_ACTIVITY_: What lines in the records below hold the string "column"? Please show them.

---- SUPPLIED RECORDS

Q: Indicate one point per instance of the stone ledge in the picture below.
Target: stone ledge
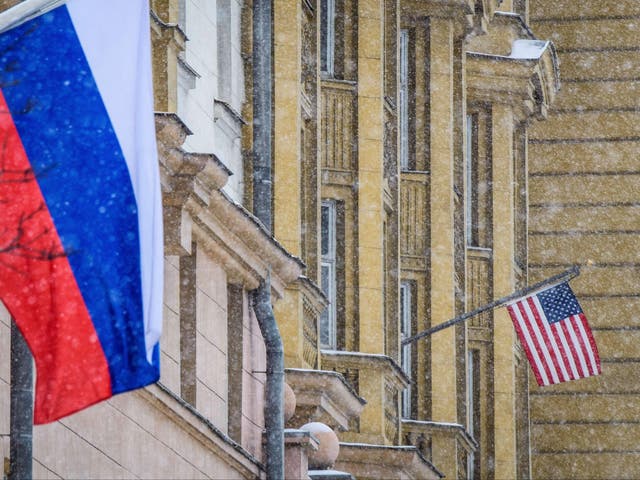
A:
(389, 462)
(323, 396)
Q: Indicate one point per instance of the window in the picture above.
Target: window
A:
(406, 311)
(471, 167)
(327, 37)
(403, 99)
(473, 407)
(328, 273)
(182, 15)
(224, 49)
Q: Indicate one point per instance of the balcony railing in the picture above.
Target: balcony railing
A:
(414, 216)
(479, 291)
(338, 127)
(449, 436)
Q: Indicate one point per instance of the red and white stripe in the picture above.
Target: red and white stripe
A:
(557, 352)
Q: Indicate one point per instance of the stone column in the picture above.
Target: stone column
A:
(287, 188)
(443, 344)
(503, 284)
(370, 175)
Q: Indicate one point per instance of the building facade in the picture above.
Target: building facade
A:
(424, 163)
(583, 211)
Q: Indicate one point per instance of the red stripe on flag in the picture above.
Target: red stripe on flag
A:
(565, 325)
(569, 357)
(592, 343)
(534, 338)
(525, 344)
(39, 289)
(545, 336)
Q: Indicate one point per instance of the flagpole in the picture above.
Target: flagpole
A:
(559, 278)
(25, 10)
(21, 410)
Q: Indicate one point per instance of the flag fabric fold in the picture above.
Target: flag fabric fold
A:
(555, 335)
(81, 249)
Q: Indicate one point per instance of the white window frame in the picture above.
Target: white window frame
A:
(329, 42)
(471, 408)
(406, 307)
(403, 93)
(328, 337)
(470, 188)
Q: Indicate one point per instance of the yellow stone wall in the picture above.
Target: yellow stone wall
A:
(584, 211)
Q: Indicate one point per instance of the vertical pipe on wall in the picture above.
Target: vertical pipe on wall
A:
(21, 422)
(262, 208)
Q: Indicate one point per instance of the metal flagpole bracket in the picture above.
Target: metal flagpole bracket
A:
(549, 282)
(25, 10)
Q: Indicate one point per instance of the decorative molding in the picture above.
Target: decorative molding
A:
(196, 207)
(323, 396)
(379, 461)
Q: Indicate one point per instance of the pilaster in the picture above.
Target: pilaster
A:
(370, 175)
(503, 284)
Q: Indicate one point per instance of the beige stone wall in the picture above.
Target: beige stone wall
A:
(211, 340)
(170, 340)
(253, 379)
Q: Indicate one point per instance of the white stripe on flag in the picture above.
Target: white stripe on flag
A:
(552, 339)
(537, 362)
(587, 344)
(578, 346)
(543, 346)
(565, 345)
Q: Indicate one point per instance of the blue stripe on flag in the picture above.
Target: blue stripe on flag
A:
(70, 142)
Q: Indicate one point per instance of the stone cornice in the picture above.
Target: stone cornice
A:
(474, 16)
(188, 418)
(497, 70)
(195, 204)
(323, 396)
(380, 461)
(367, 361)
(450, 430)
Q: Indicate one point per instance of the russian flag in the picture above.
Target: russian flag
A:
(81, 246)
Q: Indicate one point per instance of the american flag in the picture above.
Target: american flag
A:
(555, 335)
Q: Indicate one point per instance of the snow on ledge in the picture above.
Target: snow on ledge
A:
(528, 49)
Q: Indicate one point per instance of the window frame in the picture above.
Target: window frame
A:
(328, 318)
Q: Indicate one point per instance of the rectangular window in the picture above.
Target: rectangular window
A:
(473, 407)
(182, 15)
(406, 310)
(471, 167)
(328, 273)
(403, 99)
(327, 36)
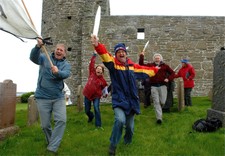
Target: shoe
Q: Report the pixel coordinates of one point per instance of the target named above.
(166, 110)
(159, 121)
(112, 150)
(90, 119)
(99, 128)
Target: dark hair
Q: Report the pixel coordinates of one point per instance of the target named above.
(101, 67)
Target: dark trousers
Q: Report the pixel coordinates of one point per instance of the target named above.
(147, 100)
(187, 96)
(169, 99)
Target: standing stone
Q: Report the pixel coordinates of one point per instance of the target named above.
(7, 103)
(32, 111)
(7, 108)
(218, 103)
(180, 94)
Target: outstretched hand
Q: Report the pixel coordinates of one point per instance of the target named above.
(94, 40)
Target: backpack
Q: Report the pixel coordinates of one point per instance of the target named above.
(207, 125)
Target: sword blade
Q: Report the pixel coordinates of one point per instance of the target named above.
(97, 21)
(146, 44)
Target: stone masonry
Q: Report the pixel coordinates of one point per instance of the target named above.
(175, 37)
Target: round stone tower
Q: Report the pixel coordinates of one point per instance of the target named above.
(62, 20)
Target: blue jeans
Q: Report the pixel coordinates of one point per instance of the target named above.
(96, 101)
(187, 96)
(56, 107)
(122, 120)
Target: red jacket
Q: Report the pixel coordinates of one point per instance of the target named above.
(164, 72)
(95, 84)
(188, 74)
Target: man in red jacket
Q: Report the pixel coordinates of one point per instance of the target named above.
(159, 83)
(187, 72)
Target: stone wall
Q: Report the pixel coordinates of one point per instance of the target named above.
(175, 37)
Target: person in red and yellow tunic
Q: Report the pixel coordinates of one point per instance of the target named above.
(187, 72)
(125, 101)
(93, 91)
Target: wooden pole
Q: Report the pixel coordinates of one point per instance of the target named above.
(43, 47)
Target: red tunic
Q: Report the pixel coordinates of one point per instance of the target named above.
(95, 84)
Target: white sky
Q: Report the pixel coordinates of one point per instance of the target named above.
(15, 63)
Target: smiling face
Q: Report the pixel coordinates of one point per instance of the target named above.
(121, 55)
(99, 70)
(60, 51)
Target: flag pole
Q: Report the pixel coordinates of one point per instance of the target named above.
(43, 47)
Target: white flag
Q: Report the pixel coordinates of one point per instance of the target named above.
(14, 20)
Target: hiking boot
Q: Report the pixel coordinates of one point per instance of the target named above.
(99, 128)
(90, 119)
(112, 150)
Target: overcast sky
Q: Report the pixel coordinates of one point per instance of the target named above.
(15, 63)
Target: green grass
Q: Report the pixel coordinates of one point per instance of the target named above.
(174, 137)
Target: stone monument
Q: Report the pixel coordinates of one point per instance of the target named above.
(218, 99)
(32, 111)
(7, 108)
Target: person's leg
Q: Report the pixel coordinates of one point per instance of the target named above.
(98, 122)
(147, 101)
(59, 112)
(45, 110)
(188, 100)
(156, 102)
(169, 99)
(119, 122)
(129, 128)
(162, 94)
(88, 112)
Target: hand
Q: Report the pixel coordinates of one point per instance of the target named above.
(94, 40)
(142, 53)
(166, 80)
(54, 69)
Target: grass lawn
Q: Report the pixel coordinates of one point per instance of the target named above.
(174, 137)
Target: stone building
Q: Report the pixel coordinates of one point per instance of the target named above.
(175, 37)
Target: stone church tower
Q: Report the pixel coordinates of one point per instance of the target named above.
(198, 38)
(62, 20)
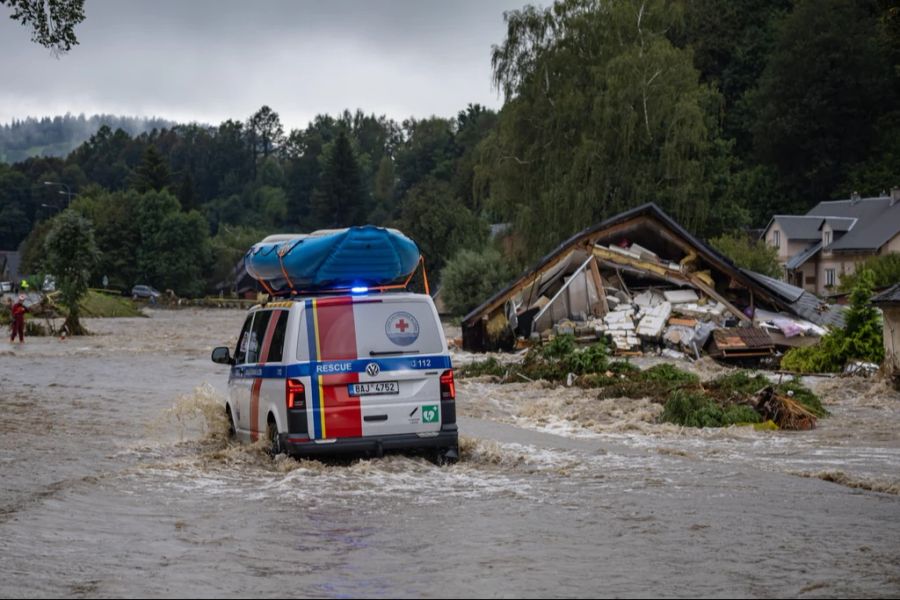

--------

_RESPONSE BOX_:
Q: Indicate one point per instance of the stone column in the picture above.
Target: stone column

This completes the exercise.